• _What to work on_:
Among the entries below, only the lines starting at the one with "Mark every instance of the pea seed" and ending at the one with "Mark every instance of the wood grain", both included, are to be printed exactly.

• _Given data_:
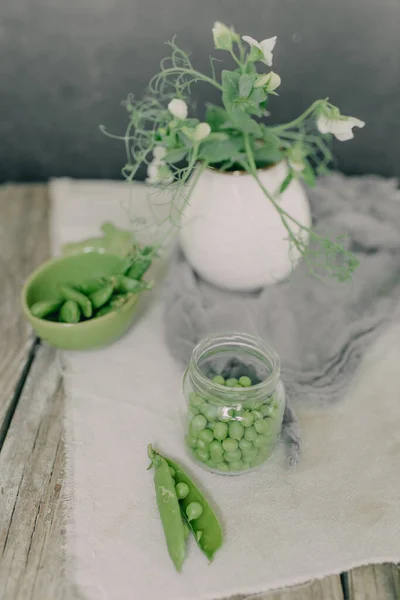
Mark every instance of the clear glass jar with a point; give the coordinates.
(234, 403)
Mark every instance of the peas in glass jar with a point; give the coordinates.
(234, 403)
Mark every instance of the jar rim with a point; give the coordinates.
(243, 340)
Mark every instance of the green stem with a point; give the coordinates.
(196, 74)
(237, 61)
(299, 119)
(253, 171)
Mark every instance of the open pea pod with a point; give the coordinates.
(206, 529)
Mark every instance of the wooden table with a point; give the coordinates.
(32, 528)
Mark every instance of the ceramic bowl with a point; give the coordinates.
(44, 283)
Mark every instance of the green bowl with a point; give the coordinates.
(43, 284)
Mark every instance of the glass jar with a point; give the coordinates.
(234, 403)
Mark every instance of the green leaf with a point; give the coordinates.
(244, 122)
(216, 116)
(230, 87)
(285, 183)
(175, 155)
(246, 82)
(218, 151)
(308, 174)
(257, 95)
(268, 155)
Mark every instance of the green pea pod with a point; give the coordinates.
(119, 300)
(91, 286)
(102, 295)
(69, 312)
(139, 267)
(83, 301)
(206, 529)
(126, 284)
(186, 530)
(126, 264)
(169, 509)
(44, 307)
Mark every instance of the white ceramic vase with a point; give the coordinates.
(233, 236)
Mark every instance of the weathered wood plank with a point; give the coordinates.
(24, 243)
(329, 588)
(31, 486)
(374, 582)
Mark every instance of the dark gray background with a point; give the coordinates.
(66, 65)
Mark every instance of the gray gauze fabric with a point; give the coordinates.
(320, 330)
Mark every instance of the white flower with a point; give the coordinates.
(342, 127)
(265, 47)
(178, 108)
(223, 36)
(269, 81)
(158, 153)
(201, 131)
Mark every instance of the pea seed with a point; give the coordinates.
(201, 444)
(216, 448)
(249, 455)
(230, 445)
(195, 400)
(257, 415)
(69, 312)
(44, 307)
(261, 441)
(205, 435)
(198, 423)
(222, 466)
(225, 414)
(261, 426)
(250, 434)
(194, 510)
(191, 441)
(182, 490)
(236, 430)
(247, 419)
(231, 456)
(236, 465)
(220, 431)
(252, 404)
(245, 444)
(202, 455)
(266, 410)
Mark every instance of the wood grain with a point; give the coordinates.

--

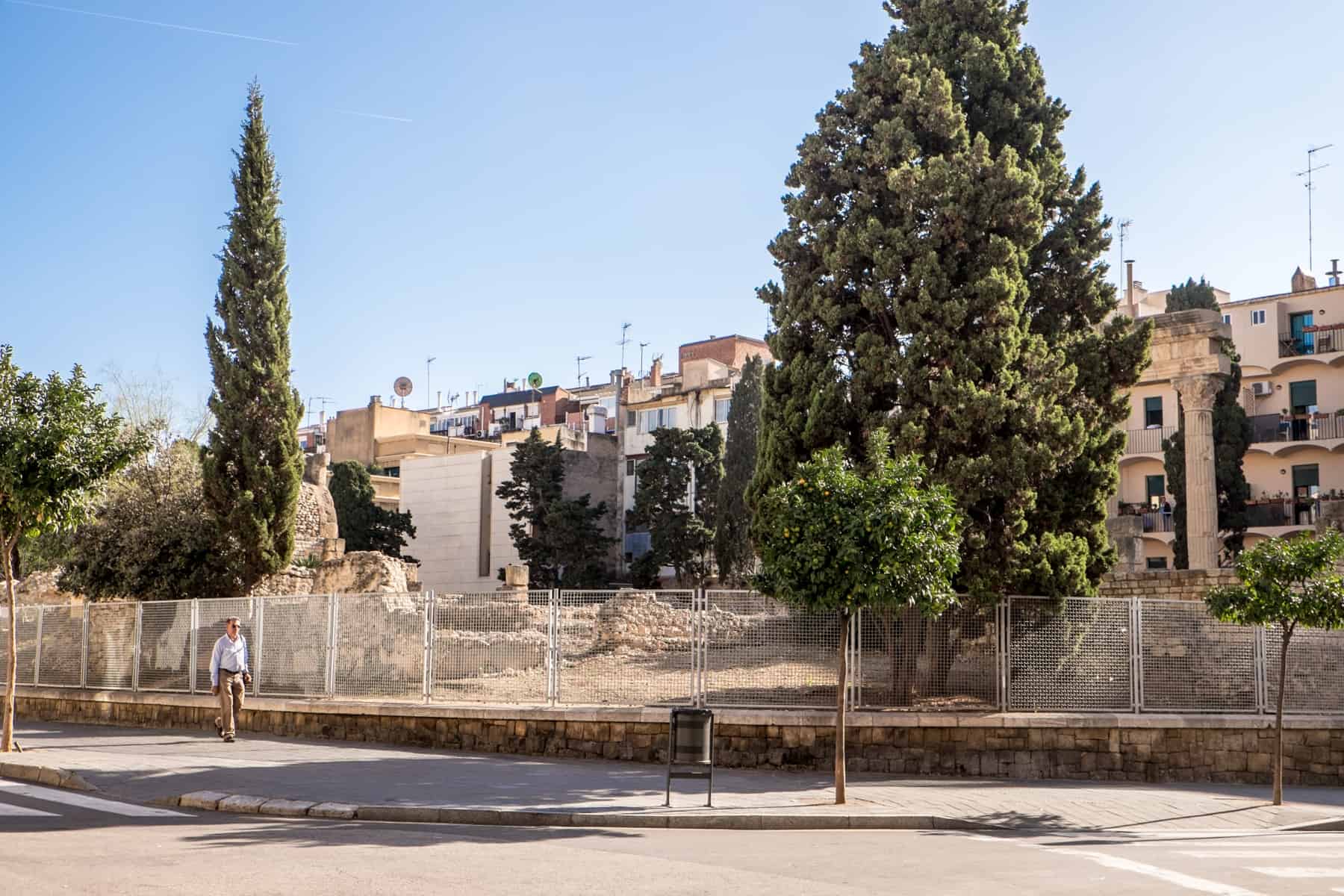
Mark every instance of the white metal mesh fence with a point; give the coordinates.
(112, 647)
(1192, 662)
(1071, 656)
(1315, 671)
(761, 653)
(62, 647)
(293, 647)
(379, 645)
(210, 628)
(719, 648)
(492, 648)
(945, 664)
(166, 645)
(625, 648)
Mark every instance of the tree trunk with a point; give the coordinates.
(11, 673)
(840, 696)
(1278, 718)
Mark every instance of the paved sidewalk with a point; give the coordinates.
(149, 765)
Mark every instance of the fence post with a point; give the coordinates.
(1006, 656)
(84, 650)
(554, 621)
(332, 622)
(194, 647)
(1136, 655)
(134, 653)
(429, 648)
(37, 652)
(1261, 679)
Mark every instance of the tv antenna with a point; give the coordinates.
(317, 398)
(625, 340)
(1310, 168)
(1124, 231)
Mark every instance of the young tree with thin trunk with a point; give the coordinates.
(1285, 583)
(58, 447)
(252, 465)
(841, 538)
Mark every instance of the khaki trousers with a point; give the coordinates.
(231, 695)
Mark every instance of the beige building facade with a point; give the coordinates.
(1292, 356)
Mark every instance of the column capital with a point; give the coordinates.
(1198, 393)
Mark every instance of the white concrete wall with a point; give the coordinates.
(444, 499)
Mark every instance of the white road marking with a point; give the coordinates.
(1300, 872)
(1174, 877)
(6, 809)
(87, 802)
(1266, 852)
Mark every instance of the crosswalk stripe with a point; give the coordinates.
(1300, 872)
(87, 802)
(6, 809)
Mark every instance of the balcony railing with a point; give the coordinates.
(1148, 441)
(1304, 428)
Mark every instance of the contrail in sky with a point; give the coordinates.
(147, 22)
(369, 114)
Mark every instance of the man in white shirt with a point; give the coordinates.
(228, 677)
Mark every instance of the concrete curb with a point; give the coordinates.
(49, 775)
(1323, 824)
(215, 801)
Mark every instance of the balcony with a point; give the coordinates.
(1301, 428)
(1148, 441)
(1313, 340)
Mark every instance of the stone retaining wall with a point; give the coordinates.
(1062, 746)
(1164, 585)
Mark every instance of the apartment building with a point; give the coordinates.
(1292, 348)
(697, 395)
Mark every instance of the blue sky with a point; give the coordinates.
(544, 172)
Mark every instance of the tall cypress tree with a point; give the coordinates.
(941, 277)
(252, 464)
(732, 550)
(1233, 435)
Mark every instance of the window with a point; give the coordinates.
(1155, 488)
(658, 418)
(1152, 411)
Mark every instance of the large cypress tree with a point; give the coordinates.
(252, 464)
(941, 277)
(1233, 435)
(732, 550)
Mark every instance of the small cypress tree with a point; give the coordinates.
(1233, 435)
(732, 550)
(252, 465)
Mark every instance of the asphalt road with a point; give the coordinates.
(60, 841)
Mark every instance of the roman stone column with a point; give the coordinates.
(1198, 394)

---

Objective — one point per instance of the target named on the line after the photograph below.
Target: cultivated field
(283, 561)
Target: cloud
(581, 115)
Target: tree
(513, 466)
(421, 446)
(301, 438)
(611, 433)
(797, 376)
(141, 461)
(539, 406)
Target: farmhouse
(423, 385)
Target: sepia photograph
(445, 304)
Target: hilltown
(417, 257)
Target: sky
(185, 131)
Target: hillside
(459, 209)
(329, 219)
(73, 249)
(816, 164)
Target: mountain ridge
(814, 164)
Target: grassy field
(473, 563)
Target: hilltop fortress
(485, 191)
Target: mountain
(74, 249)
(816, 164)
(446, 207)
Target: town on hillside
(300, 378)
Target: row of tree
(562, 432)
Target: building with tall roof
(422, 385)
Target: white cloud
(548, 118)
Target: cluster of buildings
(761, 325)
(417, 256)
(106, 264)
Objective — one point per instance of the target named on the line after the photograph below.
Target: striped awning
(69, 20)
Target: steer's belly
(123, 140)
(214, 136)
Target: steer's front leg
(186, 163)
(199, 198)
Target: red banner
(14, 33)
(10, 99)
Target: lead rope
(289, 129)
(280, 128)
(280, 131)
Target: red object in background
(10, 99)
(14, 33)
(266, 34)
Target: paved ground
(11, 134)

• _Expected answer_:
Mark every instance of the pea seed with a point; give the coordinates.
(201, 444)
(216, 448)
(249, 455)
(230, 445)
(195, 400)
(257, 415)
(69, 312)
(44, 307)
(261, 441)
(205, 435)
(198, 423)
(222, 466)
(225, 414)
(261, 426)
(250, 434)
(194, 510)
(191, 441)
(182, 490)
(236, 430)
(247, 419)
(231, 456)
(236, 465)
(220, 431)
(252, 404)
(245, 444)
(202, 455)
(266, 410)
Mark every instance of the wood grain with a point; give the coordinates.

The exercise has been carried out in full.